### Stated exercise a
Locate every line in the records below that contains the string "kitchen", and copy each such line. Case counts.

### Text to read
A/B Testing Twilio with Eppo

February 08, 2024
Written by
Kashif Sami
Contributor
Opinions expressed by Twilio contributors are their own
Reviewed by
Paul Kamp
Twilion

A/B Testing Twilio with Eppo

Do you have an idea to improve your customer’s experience, but aren’t quite certain if it will work? Have you wondered if you could test your idea with some users before you pitch it to your manager?

Well, you can, with A/B testing. An A/B test is an experiment in which you randomly assign users one of two (or more) versions of a product or feature to determine which one performs better.

Let’s work through an example. Say you send SMS reminders to your customers asking them to confirm attendance for an upcoming appointment, but only 10% of users respond on average. You have the idea of a nifty new message that could lead to a much larger percentage of users replying.

In this tutorial, you will learn to run an A/B test to identify the potential difference in user response rates between the current and new SMS messages using Eppo , an end-to-end experimentation platform.

Architecture

Before you learn to implement the solution, let’s understand the architecture.

Architecture diagram describing A/B testing Twilio  using Eppo, Segment and BigQuery.

Components and Prerequisites

These are the key components of this solution:

  • A Twilio Phone Number lets you send and receive messages. If you don’t have a Twilio account, you can sign up for a free trial account and follow these instructions to buy a number. Note that you will need to fulfill the requirements to register and use the number of your choice before you can complete the tutorial
  • Twilio Studio, a drag-and-drop tool to build voice and messaging applications. It will be included in your Twilio account.
  • Twilio Functions, which is a serverless environment to host your code, and is also included in your Twilio account.
  • Eppo, a warehouse-native A/B experimentation platform. If you don’t have an account, you can request one here .
  • Segment, a Customer Data Platform tool that can collect data and send it to a data warehouse. You can sign up for a free account .
  • BigQuery, an enterprise data warehouse from Google. You can sign up for a free Sandbox instance but you are also welcome to use your current data warehouse in this project (more on that later).

Workflow

These are the major steps involved in A/B testing your SMS messages, which you’ll be building throughout this tutorial:

  • When your Studio Flow is executed, it starts by invoking a Function ( get-assignment ) which connects with Eppo.
  • Eppo will determine which of the two SMS messages, current or new, a user should receive from Twilio. This is called an assignment .
  • Before returning the assignment to your Studio Flow, the Function will also log the assignment details as an event in Segment.

### Location identification entries
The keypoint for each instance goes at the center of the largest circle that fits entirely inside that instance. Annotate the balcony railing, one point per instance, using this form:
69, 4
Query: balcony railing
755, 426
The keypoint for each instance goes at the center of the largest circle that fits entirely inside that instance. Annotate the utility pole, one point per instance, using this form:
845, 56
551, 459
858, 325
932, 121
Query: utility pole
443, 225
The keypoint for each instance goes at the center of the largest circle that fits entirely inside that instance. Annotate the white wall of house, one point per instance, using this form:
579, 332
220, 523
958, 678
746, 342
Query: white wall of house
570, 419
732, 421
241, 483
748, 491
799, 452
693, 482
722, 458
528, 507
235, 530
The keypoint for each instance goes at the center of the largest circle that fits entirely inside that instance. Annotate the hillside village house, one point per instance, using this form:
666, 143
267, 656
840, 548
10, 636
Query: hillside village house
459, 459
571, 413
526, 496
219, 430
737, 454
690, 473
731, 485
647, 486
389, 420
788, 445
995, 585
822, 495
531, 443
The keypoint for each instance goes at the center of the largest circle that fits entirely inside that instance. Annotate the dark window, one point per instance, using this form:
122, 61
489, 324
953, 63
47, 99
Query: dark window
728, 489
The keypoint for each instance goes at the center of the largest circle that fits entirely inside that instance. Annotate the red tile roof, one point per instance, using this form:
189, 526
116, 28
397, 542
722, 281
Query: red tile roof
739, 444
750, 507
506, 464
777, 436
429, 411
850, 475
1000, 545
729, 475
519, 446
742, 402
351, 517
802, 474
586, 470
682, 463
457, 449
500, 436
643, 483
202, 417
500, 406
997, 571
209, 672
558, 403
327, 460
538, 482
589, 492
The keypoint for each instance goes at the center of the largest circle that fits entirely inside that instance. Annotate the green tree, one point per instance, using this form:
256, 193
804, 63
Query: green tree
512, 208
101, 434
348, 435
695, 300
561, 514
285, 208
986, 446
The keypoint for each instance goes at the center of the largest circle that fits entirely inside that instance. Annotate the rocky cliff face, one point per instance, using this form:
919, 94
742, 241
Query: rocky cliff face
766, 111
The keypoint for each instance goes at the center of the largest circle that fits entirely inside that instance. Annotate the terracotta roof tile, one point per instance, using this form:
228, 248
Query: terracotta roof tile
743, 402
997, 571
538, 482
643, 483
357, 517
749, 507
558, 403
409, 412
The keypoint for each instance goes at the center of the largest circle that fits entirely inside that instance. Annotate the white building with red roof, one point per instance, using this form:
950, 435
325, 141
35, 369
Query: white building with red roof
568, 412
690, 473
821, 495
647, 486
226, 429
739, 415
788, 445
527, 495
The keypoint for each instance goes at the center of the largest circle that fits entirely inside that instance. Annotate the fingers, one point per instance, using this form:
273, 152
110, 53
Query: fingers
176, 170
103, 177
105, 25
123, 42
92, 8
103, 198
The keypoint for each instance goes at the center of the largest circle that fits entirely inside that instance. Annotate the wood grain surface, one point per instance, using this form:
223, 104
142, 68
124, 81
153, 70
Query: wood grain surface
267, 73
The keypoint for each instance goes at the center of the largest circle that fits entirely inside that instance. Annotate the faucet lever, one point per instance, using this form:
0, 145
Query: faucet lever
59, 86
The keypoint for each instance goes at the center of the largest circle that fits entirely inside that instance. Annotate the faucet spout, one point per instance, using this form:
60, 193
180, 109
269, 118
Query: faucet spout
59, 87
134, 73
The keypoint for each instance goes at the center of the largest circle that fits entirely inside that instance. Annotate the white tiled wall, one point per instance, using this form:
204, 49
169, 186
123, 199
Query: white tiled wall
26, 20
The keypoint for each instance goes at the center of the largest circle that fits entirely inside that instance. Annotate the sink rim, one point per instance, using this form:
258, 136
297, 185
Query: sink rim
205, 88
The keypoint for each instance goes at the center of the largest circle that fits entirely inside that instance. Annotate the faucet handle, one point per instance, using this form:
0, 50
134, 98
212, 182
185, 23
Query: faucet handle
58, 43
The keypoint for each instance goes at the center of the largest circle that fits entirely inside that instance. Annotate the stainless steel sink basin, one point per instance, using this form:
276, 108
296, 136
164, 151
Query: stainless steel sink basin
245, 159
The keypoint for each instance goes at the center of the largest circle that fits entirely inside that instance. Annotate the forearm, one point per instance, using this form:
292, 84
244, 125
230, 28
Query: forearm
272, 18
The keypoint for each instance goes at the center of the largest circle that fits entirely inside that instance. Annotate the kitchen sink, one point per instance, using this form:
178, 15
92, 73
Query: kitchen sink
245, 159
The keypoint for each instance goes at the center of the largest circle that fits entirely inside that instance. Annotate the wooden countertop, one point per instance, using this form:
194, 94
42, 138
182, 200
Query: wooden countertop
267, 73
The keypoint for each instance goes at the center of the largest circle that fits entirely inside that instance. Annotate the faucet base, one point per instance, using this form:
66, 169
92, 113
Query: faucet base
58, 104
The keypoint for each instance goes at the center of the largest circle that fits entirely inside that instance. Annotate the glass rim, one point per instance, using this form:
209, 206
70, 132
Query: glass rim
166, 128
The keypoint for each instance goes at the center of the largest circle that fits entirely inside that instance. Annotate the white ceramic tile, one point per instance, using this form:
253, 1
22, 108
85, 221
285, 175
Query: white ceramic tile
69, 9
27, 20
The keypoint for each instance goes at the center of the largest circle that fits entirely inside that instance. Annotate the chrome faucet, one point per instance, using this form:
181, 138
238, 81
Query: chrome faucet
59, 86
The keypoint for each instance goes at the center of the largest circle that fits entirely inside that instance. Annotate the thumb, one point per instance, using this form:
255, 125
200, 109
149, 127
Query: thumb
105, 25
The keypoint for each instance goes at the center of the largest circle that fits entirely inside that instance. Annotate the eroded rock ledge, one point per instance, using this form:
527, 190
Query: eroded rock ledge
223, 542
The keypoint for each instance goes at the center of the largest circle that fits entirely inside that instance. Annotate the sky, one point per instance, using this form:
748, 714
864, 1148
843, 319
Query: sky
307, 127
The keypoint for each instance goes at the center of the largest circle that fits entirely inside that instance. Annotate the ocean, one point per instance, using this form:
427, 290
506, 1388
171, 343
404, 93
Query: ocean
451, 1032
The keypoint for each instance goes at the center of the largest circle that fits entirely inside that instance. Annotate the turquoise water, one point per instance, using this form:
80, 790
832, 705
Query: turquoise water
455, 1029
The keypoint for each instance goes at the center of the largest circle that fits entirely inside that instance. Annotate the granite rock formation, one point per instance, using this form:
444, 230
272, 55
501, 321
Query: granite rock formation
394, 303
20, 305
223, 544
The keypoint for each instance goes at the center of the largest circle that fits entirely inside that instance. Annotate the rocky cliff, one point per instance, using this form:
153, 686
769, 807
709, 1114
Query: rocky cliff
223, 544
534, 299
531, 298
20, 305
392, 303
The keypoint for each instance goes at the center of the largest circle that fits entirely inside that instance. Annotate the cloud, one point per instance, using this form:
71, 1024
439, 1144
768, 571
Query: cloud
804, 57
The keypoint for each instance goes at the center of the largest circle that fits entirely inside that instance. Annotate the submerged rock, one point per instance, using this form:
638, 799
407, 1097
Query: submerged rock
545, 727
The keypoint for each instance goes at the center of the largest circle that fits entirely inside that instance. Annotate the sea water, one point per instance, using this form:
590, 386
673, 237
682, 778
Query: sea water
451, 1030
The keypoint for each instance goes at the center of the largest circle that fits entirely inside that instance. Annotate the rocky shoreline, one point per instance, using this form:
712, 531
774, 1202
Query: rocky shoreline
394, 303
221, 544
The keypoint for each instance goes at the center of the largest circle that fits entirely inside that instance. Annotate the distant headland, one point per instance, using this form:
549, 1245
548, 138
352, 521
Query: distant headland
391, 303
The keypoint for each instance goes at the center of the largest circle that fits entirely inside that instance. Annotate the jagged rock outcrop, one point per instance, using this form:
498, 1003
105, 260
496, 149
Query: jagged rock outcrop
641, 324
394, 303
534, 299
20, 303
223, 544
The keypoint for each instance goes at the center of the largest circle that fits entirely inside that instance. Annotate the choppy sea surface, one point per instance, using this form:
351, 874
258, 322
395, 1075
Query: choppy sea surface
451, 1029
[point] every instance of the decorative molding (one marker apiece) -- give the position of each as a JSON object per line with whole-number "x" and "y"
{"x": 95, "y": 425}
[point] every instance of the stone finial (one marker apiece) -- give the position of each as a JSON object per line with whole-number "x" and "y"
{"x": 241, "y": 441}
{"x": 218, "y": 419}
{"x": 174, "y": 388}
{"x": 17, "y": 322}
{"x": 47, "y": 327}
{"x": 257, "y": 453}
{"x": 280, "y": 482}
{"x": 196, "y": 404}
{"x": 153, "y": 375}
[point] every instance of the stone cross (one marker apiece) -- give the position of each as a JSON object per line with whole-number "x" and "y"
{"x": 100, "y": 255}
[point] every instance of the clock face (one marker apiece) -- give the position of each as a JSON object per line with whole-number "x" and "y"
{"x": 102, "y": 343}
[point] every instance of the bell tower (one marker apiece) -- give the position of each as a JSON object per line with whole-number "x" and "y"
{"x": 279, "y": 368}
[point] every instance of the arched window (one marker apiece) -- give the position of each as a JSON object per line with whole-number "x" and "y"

### Stated exercise b
Rewrite the paragraph of the A/B testing tutorial above that begins "Let’s work through an example" more concisely, keeping its main facts.

### Exercise response a
The keypoint for each instance goes at the center of the largest circle that fits entirely inside that instance. Annotate the kitchen sink, one point per instance, using this form:
Query: kitchen sink

### Exercise response b
SMS reminders ask customers to confirm attendance for an upcoming appointment, but only 10% of users respond on average. A new message is proposed that might get a much larger percentage of users to reply.